**Aufgaben**
1 – Geben Sie aus dem Text über den Ausstieg aus der Bundeswehr wortgetreu den Abschnitt aus, der bei den Worten „Ihre Erwartungen an“ einsetzt und nach den Worten „den dunkelblauen Zweireiher.“ endet.
2 – Übersetzen Sie den Satz „Raus aus der Uniform, rein in die Jeans oder in den dunkelblauen Zweireiher.“ aus dem Text über den Ausstieg aus der Bundeswehr ins Englische.

**Vorliegender Text**

Ihre Erwartungen an den Ausstieg aus der Bundeswehr fassen die jungen Männer in große Worte: „Entfaltung, eigene Werte, selbst entscheiden“, steht auf dem weißen Blatt am Flipchart, auch noch: „Authentizität, unabhängig“ und „Spaß“. Ganz unten das Wort „Freiheit“. Die Begriffe klingen nach Aufbruch. Genau diesen planen die acht Männer, die in Haus K im Bürozentrum Top Tegel im Norden Berlins an dem Seminar zur Existenzgründung teilnehmen. Raus aus der Uniform, rein in die Jeans oder in den dunkelblauen Zweireiher.

[Angaben zur Ortsbestimmung]
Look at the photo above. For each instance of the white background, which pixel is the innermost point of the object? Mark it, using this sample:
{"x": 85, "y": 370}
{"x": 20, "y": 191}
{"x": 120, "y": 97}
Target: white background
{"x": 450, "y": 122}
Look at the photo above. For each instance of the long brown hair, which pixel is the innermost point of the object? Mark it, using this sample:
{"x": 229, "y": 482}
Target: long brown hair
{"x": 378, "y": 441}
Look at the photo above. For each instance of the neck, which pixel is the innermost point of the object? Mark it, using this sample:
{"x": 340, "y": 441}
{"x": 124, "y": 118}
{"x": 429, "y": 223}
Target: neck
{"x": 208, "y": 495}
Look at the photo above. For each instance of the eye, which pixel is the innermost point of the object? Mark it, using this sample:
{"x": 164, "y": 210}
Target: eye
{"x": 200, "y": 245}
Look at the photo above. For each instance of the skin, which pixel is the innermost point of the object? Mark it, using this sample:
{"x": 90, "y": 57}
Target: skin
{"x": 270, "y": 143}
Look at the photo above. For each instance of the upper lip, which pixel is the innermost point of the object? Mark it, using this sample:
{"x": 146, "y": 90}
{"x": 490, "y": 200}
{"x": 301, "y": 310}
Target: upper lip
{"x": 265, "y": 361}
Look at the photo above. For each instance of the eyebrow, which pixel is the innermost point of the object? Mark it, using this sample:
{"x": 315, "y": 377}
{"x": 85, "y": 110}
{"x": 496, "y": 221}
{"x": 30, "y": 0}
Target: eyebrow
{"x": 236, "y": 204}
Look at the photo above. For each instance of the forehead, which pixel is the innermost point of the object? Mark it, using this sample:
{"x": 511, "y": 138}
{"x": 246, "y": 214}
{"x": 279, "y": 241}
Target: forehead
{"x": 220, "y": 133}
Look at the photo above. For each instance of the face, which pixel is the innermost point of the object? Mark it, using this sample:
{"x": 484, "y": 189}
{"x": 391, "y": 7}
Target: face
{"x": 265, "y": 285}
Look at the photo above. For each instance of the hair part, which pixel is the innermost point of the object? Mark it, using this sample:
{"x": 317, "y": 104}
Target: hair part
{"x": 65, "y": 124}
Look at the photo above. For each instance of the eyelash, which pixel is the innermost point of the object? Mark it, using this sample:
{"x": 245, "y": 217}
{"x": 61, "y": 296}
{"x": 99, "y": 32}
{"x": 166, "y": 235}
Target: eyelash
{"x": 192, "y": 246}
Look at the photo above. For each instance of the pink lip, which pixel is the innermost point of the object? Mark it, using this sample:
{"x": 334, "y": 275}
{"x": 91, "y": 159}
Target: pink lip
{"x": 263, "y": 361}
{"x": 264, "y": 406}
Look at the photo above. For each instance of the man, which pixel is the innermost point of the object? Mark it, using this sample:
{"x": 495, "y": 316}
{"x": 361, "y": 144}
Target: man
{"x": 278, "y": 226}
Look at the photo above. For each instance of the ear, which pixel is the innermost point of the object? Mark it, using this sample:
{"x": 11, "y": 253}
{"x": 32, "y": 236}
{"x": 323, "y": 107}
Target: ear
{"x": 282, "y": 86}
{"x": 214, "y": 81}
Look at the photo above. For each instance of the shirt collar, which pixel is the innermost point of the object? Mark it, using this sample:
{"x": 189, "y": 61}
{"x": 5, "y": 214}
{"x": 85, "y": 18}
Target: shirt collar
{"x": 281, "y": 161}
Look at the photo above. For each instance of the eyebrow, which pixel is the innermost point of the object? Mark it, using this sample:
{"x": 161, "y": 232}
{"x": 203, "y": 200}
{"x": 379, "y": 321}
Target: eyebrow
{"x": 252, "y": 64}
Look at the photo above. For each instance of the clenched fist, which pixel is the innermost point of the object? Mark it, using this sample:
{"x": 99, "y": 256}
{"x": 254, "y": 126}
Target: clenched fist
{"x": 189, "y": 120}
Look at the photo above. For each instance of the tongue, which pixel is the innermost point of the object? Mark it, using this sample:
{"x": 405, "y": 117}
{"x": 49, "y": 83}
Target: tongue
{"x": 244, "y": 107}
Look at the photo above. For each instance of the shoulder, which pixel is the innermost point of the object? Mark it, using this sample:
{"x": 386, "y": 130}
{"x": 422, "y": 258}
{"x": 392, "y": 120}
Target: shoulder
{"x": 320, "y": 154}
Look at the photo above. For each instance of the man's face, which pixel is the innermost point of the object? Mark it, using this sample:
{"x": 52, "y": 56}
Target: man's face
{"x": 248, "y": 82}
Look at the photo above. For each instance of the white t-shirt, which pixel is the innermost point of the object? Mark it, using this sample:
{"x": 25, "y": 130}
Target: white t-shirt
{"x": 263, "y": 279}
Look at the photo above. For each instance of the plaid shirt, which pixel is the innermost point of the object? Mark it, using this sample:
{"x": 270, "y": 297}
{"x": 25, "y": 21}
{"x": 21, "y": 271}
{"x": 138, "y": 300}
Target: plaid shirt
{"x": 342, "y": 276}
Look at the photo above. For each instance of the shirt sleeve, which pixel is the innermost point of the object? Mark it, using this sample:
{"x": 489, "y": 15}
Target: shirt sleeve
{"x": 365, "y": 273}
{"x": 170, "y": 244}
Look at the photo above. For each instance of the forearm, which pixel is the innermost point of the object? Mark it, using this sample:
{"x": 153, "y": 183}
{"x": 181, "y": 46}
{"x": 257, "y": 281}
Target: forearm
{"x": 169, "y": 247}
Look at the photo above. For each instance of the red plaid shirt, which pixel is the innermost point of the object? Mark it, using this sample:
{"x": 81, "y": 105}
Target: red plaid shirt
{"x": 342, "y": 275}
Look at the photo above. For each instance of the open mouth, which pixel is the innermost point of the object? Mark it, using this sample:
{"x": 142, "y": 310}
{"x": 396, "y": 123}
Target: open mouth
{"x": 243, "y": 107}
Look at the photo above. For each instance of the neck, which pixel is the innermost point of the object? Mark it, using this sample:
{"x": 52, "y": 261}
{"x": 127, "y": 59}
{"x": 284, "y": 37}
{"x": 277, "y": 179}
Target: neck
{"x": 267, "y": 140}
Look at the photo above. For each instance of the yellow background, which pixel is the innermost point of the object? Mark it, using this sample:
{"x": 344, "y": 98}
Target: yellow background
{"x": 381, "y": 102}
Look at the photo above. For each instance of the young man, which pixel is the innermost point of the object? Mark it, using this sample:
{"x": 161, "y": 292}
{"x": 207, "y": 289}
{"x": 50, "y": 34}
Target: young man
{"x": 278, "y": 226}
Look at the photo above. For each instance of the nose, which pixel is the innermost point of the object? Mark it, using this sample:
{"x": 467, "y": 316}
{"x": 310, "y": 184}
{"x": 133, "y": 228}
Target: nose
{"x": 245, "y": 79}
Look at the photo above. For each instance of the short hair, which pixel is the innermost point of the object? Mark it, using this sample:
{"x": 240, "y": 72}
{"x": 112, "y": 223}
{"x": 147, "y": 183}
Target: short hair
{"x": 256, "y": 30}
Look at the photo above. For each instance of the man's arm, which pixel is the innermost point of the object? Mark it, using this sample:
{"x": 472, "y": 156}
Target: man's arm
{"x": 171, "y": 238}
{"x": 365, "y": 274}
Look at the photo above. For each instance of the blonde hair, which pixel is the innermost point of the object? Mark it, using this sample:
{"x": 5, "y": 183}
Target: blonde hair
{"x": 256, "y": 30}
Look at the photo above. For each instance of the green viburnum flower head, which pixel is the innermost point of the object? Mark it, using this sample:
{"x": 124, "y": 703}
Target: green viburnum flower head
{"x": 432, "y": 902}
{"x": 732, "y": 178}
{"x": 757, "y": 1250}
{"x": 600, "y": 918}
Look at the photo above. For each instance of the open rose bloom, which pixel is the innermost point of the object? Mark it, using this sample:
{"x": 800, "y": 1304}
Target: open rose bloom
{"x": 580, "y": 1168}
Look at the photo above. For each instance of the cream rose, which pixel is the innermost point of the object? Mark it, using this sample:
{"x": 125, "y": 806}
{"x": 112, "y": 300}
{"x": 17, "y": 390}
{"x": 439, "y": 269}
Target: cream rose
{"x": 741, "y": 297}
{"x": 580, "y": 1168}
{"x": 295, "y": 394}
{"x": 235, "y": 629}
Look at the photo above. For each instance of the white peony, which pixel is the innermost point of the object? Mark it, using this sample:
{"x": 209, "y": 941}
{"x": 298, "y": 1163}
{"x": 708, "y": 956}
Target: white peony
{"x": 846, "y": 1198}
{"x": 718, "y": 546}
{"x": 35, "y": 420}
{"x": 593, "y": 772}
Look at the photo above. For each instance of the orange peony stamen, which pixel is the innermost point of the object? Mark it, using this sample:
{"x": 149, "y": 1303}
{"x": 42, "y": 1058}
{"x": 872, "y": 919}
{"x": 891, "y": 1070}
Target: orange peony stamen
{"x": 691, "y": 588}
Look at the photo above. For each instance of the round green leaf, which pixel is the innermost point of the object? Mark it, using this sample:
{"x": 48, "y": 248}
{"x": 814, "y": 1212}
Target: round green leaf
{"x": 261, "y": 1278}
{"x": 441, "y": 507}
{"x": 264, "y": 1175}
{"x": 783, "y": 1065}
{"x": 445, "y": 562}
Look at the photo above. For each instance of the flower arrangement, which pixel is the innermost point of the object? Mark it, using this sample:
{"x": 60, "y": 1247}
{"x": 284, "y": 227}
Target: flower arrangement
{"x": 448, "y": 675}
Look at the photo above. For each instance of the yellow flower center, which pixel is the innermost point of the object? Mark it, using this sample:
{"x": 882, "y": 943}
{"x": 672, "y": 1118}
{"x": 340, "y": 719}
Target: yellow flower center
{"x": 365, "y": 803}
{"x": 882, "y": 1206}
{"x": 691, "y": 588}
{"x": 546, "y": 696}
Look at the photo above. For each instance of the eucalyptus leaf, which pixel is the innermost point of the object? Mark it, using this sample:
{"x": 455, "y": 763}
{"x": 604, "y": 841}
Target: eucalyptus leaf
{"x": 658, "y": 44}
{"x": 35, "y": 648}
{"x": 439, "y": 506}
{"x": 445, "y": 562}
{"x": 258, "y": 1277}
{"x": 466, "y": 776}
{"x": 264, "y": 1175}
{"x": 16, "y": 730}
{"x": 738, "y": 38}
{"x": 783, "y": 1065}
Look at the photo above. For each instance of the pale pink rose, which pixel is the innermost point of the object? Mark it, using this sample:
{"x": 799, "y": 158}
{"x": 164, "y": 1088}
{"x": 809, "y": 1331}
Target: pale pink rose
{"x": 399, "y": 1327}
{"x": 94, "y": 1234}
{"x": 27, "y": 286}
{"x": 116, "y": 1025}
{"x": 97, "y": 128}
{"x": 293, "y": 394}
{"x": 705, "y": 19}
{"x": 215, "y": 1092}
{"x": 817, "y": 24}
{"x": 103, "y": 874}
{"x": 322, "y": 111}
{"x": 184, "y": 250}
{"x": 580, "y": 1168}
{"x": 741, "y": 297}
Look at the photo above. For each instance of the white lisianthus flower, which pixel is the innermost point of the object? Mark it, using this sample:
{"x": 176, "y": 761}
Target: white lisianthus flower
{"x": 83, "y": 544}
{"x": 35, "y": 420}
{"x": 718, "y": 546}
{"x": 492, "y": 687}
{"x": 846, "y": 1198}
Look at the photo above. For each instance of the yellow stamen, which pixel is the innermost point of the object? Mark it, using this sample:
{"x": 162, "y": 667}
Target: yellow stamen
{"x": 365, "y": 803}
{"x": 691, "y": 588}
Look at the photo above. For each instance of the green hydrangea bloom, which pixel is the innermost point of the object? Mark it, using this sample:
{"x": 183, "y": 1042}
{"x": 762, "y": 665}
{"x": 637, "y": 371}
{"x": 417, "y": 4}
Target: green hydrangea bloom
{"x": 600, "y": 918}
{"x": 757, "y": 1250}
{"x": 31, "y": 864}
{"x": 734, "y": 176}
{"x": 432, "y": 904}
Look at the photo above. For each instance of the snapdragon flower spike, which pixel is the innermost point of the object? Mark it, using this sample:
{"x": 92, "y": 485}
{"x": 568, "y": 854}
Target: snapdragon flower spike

**Lösungen**
1 –
Ihre Erwartungen an den Ausstieg aus der Bundeswehr fassen die jungen Männer in große Worte: „Entfaltung, eigene Werte, selbst entscheiden“, steht auf dem weißen Blatt am Flipchart, auch noch: „Authentizität, unabhängig“ und „Spaß“. Ganz unten das Wort „Freiheit“. Die Begriffe klingen nach Aufbruch. Genau diesen planen die acht Männer, die in Haus K im Bürozentrum Top Tegel im Norden Berlins an dem Seminar zur Existenzgründung teilnehmen. Raus aus der Uniform, rein in die Jeans oder in den dunkelblauen Zweireiher.

2 – Out of the uniform, into jeans or a dark-blue double-breasted suit.